Point annotations for photos:
-- START --

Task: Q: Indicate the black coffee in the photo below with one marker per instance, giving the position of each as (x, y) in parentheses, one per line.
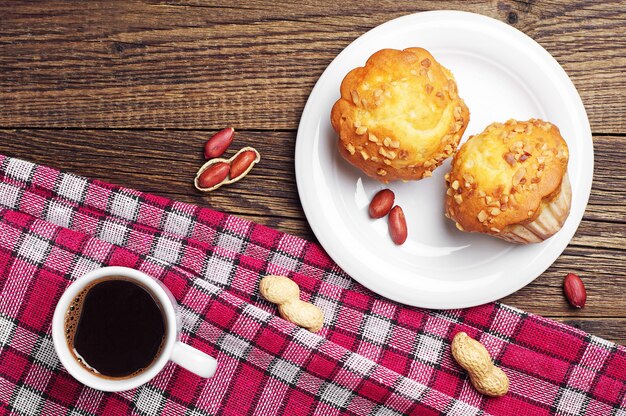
(115, 328)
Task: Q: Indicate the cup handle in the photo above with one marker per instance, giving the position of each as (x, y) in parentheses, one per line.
(193, 360)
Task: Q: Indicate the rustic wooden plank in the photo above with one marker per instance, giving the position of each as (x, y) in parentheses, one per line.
(127, 65)
(164, 162)
(149, 155)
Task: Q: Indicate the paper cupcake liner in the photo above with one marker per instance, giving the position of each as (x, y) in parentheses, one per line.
(550, 220)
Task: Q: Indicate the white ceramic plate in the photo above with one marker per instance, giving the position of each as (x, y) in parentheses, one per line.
(501, 74)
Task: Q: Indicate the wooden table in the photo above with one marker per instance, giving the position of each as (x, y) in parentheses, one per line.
(129, 92)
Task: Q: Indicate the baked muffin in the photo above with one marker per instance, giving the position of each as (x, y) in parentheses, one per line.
(399, 117)
(511, 181)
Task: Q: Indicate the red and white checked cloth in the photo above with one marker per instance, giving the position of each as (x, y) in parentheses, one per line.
(373, 356)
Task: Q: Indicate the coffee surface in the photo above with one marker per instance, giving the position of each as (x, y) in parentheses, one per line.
(115, 327)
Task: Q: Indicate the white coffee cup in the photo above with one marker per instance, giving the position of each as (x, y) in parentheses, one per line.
(182, 354)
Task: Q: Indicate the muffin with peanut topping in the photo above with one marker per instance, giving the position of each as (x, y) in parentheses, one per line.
(510, 181)
(399, 116)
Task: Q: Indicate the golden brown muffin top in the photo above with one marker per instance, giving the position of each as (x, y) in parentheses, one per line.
(503, 175)
(399, 116)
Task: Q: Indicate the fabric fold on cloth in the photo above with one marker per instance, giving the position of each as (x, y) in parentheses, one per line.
(373, 356)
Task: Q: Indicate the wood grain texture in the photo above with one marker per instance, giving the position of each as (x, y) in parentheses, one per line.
(207, 64)
(144, 160)
(128, 92)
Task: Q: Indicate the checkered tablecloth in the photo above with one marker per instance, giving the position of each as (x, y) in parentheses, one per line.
(373, 356)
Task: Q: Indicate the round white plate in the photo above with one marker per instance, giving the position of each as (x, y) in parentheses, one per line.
(501, 74)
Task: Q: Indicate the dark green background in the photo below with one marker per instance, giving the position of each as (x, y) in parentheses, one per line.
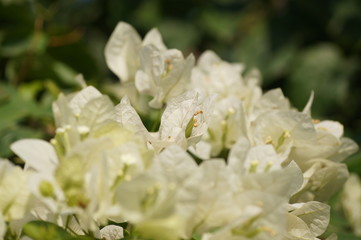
(299, 45)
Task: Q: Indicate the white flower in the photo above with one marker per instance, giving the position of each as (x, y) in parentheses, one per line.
(2, 226)
(163, 74)
(184, 121)
(228, 123)
(122, 51)
(307, 220)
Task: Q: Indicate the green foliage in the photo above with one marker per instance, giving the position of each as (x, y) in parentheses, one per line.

-- END --

Recast all the records above as a numbered list with no blank lines. Leave the pictures out.

1. Task: Q: Indicate the black coffee in the photo below with one marker per instance, giving the position of each as (x, y) in parentheses, one per line.
2. (115, 328)
3. Task: Q: Indicate the cup handle in the photo above with one marker per instance, giving the position of each as (x, y) in parentheses, one per line.
4. (193, 360)
5. Task: Q: Indicate the rustic wooden plank in the photo above with one marker per instance, giving the position of each as (x, y) in parentheses, one per line.
6. (127, 65)
7. (164, 162)
8. (149, 155)
9. Task: Q: Indicate the paper cupcake liner in the photo above with one marker per instance, giving the position of each as (x, y) in parentheses, one per line.
10. (550, 220)
11. Task: Q: Indicate the white ceramic plate in the photo above with one marker per instance, giving the position of each as (x, y) in parentheses, one per line.
12. (501, 74)
13. Task: Q: Indicate the wooden table in the photo above with one marker per instance, giving the position of each as (x, y) in parentheses, one per line.
14. (129, 92)
15. Task: Q: Indicate the baked muffin in the photo above with one marker per instance, giving the position of each as (x, y) in parentheses, one per line.
16. (399, 117)
17. (511, 181)
18. Task: Q: Indicate the red and white checked cloth in the photo above with one marker per instance, giving the position of each as (x, y) in parentheses, one per line.
19. (373, 356)
20. Task: Q: Indicate the coffee surface in the photo above with one marker per instance, giving the position of each as (x, y) in parentheses, one per line.
21. (115, 327)
22. Task: Q: Indicate the white coffee cup in the photo above with one marker per instance, giving the position of each as (x, y) in parentheses, one per line.
23. (182, 354)
24. Task: Q: Indicate the muffin with peanut topping in the photo above with one marker per instance, giving the position of each as (x, y) in parentheses, one per line.
25. (510, 181)
26. (399, 116)
27. Task: Q: Indicate the golden brown muffin top in the photo above with one marker per instance, giving the position of each as (x, y) in parentheses, one per line.
28. (503, 175)
29. (399, 116)
30. Task: Q: Indicate the fabric fold on cloth in the photo above with one marker per instance, giving the position of each as (x, y) in parentheses, one per line.
31. (373, 356)
32. Task: Q: Indicate the wood grain texture in the photo above with one marker per instance, giving the position of each as (x, y) in parentheses, one per line.
33. (207, 64)
34. (144, 160)
35. (128, 92)
36. Task: Q: Indicate the checkered tablecloth in the photo above with one marker per instance, giving the position of each as (x, y) in parentheses, one per line.
37. (373, 356)
38. Task: Q: Indicate the round white plate in the photo above with one marker per instance, giving the position of each as (x, y) in parentheses, one per line.
39. (501, 74)
40. Task: Q: Indicate the dark green background in the photo below with one marker per instance, giving the position of each as (x, y) in parentheses, one per line.
41. (299, 45)
42. Task: Q: Indicate the white flower in the photo above with one marker per instance, giving the position of each as (x, y) in parentheses, one per line.
43. (2, 226)
44. (163, 74)
45. (184, 121)
46. (228, 123)
47. (122, 51)
48. (307, 220)
49. Task: Q: Indicate the green foliage in the photo above with one marker per instance, giving the position of each as (x, y) in parentheses, one per line.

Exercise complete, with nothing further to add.